====== Passage provided ======

Bacon's Rebellion was an armed rebellion held by Virginia settlers that took place from 1676 to 1677. It was led by Nathaniel Bacon against Colonial Governor William Berkeley, after Berkeley refused Bacon's request to drive Native Americans out of Virginia. Thousands of Virginians from all classes (including those in indentured servitude) and races rose up in arms against Berkeley, chasing him from Jamestown and ultimately torching the settlement. The rebellion was first suppressed by a few armed merchant ships from London whose captains sided with Berkeley and the loyalists. Government forces arrived soon after and spent several years defeating pockets of resistance and reforming the colonial government to be once more under direct Crown control.

Bacon's rebellion was the first rebellion in the North American colonies in which discontented frontiersmen took part (a somewhat similar uprising in Maryland involving John Coode and Josias Fendall took place shortly afterward). The alliance between European indentured servants and Africans (a mix of indentured, enslaved, and Free Negroes) disturbed the colonial upper class. They responded by hardening the racial caste of slavery in an attempt to divide the two races from subsequent united uprisings with the passage of the Virginia Slave Codes of 1705. While the rebellion did not succeed in the initial goal of driving the Native Americans from Virginia, it did result in Berkeley being recalled to England.

Prelude 
Starting in the 1650s, colonists began squatting on frontier land in the Northern Neck of Virginia, land which had been reserved by the Crown for Native Americans since 1634. Secocowon (then known as Chicacoan), Doeg, Patawomeck and Rappahannock natives began moving into the region as well and joined local tribes in defending their land and resources. In July 1666, the colonists declared war on them. By 1669, colonists had patented the land on the west of the Potomac as far north as My Lord's Island (now Theodore Roosevelt Island in Washington, D.C.). By 1670, they had driven most of the Doeg out of the Virginia colony and into Maryland—apart from those living beside the Nanzatico/Portobago in Caroline County, Virginia.

Motives 

Bacon's followers used the rebellion as an effort to gain government recognition of the shared interests among all social classes of the colony in protecting the "commonality" and advancing its  welfare. However, not every class's welfare was looked after in this rebellion. Both Native American women and European women played major roles in Bacon's Rebellion as less noted members of society.  However, the primary disagreement between Bacon and his followers and Berkeley was in how to handle the Native American population. Berkeley believed that it would be useful to keep some as subjects, stating, "I would have preserved those Indians that I knew were hoeurly at our mercy to have beene our spies and intelligence to find out the more bloudy Ennimies", whereas Bacon found this approach too compassionate, stating, "Our Design [is] ... to ruin and extirpate all Indians in General."

====== Extracted material ======

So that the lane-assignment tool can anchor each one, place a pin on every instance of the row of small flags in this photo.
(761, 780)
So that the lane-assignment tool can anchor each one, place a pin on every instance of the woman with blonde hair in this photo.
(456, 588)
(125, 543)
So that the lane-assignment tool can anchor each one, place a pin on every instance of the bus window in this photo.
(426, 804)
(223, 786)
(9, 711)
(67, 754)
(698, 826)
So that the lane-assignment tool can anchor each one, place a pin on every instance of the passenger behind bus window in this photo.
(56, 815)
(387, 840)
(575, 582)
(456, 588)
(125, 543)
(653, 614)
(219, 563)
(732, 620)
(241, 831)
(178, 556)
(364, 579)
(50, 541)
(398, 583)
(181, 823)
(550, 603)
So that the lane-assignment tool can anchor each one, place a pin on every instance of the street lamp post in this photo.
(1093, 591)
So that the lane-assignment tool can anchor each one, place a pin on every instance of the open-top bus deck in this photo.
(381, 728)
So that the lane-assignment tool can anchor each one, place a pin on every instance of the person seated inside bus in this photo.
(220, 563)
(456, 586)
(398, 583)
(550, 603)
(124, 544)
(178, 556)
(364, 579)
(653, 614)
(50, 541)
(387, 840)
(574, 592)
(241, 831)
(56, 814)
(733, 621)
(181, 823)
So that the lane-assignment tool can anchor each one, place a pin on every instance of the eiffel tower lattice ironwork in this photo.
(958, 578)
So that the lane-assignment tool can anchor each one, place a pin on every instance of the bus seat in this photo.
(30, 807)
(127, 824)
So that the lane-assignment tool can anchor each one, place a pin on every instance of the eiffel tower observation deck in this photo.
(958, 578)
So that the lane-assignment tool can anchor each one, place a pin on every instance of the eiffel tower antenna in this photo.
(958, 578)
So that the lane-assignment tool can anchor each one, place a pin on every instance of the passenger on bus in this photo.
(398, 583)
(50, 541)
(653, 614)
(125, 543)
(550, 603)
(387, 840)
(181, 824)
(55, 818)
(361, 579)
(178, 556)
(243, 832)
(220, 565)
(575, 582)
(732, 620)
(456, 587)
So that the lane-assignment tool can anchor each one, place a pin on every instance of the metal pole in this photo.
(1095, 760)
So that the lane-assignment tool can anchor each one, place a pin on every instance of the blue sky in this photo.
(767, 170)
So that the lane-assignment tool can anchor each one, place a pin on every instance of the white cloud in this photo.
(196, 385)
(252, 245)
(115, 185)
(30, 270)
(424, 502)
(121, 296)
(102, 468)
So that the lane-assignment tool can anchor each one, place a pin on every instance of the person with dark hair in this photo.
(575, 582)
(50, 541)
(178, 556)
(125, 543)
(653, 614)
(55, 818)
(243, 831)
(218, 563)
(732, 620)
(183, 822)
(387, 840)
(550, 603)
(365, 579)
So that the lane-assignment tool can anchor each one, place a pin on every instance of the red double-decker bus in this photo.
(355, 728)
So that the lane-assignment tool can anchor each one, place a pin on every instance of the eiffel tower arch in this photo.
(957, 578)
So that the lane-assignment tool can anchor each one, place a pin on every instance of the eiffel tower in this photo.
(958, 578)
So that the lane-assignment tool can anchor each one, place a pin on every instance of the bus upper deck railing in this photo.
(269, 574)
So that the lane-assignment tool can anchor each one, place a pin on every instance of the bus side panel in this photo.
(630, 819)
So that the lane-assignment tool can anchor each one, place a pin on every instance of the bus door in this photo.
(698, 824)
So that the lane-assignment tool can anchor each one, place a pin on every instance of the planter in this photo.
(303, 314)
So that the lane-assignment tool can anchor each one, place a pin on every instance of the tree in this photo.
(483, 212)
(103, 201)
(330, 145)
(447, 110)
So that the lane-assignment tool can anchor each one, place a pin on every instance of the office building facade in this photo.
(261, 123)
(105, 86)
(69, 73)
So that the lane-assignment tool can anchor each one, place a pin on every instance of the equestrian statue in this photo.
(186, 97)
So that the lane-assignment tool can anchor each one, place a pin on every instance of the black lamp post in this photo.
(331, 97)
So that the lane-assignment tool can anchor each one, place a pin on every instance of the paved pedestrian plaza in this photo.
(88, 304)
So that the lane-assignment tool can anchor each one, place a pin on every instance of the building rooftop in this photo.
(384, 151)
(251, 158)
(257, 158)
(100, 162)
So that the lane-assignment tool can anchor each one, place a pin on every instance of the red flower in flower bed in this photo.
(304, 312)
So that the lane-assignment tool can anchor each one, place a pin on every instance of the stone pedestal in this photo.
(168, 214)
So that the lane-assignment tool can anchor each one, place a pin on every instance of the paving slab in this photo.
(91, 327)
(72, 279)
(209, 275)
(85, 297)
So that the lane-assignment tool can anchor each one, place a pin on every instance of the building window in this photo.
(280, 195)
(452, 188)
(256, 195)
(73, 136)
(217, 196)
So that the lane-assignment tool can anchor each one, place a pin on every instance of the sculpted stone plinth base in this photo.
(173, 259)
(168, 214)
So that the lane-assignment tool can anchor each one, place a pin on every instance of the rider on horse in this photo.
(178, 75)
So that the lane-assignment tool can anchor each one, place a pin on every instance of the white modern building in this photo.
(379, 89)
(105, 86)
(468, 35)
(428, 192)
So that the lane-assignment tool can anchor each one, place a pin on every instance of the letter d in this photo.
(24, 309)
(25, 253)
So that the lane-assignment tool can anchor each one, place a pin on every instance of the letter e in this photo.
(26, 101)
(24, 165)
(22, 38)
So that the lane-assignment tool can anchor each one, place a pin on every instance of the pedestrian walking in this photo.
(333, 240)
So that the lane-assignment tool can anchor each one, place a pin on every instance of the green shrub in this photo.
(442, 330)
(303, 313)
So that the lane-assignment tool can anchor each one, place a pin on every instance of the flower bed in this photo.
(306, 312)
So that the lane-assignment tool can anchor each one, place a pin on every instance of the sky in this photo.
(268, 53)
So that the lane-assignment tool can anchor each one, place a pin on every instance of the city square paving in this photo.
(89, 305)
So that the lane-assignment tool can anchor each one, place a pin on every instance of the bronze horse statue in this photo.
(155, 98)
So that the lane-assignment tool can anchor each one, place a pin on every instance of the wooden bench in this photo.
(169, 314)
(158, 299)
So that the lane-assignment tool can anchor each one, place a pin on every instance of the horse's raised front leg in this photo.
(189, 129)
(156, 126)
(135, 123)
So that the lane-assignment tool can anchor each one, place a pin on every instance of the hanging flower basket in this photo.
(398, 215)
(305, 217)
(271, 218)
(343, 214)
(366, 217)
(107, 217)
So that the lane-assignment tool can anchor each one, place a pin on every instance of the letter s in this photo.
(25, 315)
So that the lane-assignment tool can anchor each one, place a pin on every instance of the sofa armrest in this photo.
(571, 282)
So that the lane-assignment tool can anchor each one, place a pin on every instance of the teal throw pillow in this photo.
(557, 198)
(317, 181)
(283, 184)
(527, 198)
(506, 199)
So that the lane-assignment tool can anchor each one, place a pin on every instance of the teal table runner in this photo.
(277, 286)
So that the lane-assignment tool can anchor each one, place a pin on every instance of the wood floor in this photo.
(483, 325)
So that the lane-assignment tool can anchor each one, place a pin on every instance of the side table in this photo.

======

*Directions*.
#1 Reproduce the passage on Bacon's Rebellion between "Bacon's Rebellion was an" and "direct Crown control.", inclusive, word for word.
#2 In the passage on Bacon's Rebellion, what legislation did the colonial upper class pass to harden the racial caste of slavery?

*Final answers*.
#1
Bacon's Rebellion was an armed rebellion held by Virginia settlers that took place from 1676 to 1677. It was led by Nathaniel Bacon against Colonial Governor William Berkeley, after Berkeley refused Bacon's request to drive Native Americans out of Virginia. Thousands of Virginians from all classes (including those in indentured servitude) and races rose up in arms against Berkeley, chasing him from Jamestown and ultimately torching the settlement. The rebellion was first suppressed by a few armed merchant ships from London whose captains sided with Berkeley and the loyalists. Government forces arrived soon after and spent several years defeating pockets of resistance and reforming the colonial government to be once more under direct Crown control.

#2 The Virginia Slave Codes of 1705.